> _PAGE EXTRACT_:
━━━
Cross-Entropy Loss

Cross-entropy loss is the standard loss function for classification problems in machine learning. It is not an arbitrary choice — it is a direct consequence of Maximum Likelihood Estimation (MLE). When you minimize cross-entropy, you are mathematically finding the model parameters that make your observed training data the most probable outcome.

I. Background — Where Does It Come From?

Entropy

Entropy (from information theory) measures the uncertainty of a probability distribution. A distribution that is perfectly certain (one outcome has probability 1.0) has zero entropy. A uniform distribution (all outcomes equally likely) has maximum entropy.

Cross-Entropy

Cross-entropy measures the difference between two probability distributions:

$y$ — the true distribution (what actually happened)
$\hat{y}$ — the predicted distribution (what your model thinks)

H (y, \hat{y}) = - \sum_{c} y_{c} \log ({\hat{y}}_{c})
━━━
> _ENTRIES PROVIDED_:
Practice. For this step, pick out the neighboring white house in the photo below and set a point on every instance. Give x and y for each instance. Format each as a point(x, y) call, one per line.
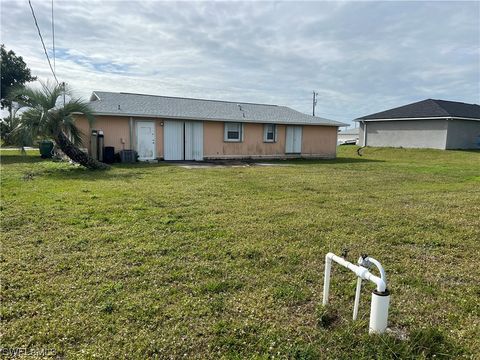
point(348, 136)
point(430, 123)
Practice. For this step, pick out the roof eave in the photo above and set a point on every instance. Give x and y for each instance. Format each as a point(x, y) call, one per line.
point(336, 123)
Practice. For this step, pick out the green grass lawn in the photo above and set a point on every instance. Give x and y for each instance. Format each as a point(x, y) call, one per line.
point(148, 261)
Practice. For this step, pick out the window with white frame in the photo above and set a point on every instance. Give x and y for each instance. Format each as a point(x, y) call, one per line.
point(269, 133)
point(233, 132)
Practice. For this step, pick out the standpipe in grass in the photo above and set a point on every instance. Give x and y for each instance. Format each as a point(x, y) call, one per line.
point(380, 296)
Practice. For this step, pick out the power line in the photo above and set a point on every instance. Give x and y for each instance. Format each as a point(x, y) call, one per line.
point(53, 39)
point(43, 43)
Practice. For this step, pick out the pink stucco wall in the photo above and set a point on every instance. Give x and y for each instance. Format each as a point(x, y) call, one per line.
point(317, 141)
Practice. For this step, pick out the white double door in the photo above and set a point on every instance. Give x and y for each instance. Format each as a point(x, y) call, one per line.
point(183, 140)
point(293, 141)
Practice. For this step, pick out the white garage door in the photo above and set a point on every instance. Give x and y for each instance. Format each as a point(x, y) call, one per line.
point(146, 140)
point(183, 140)
point(293, 143)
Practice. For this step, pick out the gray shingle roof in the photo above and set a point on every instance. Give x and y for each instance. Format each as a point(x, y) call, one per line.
point(127, 104)
point(428, 108)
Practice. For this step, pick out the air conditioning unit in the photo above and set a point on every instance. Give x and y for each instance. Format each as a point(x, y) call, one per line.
point(128, 156)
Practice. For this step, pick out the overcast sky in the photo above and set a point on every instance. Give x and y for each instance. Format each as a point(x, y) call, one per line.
point(361, 57)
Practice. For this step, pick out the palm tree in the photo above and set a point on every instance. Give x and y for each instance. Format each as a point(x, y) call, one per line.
point(43, 117)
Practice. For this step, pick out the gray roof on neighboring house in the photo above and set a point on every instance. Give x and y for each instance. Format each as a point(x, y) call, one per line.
point(352, 131)
point(127, 104)
point(429, 108)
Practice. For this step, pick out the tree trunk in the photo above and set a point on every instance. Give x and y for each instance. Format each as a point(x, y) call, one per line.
point(78, 155)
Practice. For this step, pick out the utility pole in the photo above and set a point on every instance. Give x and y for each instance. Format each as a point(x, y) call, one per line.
point(63, 85)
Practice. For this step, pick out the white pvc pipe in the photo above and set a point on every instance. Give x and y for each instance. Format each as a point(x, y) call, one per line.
point(357, 298)
point(379, 266)
point(380, 297)
point(360, 271)
point(379, 313)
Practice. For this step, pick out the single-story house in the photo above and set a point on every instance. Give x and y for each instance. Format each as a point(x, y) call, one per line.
point(436, 124)
point(174, 128)
point(348, 136)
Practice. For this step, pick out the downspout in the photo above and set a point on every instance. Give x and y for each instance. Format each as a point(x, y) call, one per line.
point(364, 133)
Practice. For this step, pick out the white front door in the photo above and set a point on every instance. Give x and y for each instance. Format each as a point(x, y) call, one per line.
point(194, 140)
point(293, 143)
point(173, 143)
point(146, 140)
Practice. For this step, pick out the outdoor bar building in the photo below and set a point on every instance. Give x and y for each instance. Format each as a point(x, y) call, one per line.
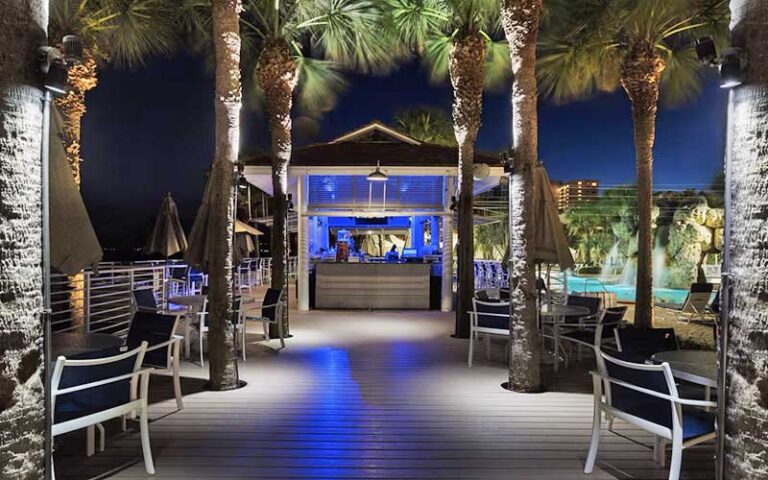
point(362, 193)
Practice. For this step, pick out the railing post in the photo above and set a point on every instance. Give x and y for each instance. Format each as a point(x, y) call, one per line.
point(87, 303)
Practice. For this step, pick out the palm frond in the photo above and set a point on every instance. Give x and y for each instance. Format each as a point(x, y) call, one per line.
point(437, 56)
point(320, 84)
point(497, 70)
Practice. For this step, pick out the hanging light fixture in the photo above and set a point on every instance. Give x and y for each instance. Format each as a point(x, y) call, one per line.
point(377, 175)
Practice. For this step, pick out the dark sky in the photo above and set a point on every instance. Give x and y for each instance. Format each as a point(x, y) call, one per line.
point(150, 131)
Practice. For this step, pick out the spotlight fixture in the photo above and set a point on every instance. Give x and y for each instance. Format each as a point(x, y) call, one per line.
point(55, 63)
point(732, 68)
point(377, 175)
point(290, 202)
point(706, 50)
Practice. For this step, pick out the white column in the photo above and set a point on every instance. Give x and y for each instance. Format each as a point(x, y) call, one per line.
point(446, 302)
point(303, 231)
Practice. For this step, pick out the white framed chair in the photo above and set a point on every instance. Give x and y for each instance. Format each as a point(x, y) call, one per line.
point(85, 393)
point(487, 318)
point(164, 346)
point(646, 396)
point(270, 312)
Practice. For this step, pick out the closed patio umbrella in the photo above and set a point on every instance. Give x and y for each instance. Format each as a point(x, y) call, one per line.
point(551, 245)
point(74, 244)
point(167, 236)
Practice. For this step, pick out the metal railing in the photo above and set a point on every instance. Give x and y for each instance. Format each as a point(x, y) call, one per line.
━━━
> _EXERCISE OBJECTIVE_:
From the cross-entropy loss page, reproduce word for word the passage that begins at the words "Entropy (from information" and stops after "your model thinks)".

> _WRITTEN RESPONSE_:
Entropy (from information theory) measures the uncertainty of a probability distribution. A distribution that is perfectly certain (one outcome has probability 1.0) has zero entropy. A uniform distribution (all outcomes equally likely) has maximum entropy.

Cross-Entropy

Cross-entropy measures the difference between two probability distributions:

$y$ — the true distribution (what actually happened)
$\hat{y}$ — the predicted distribution (what your model thinks)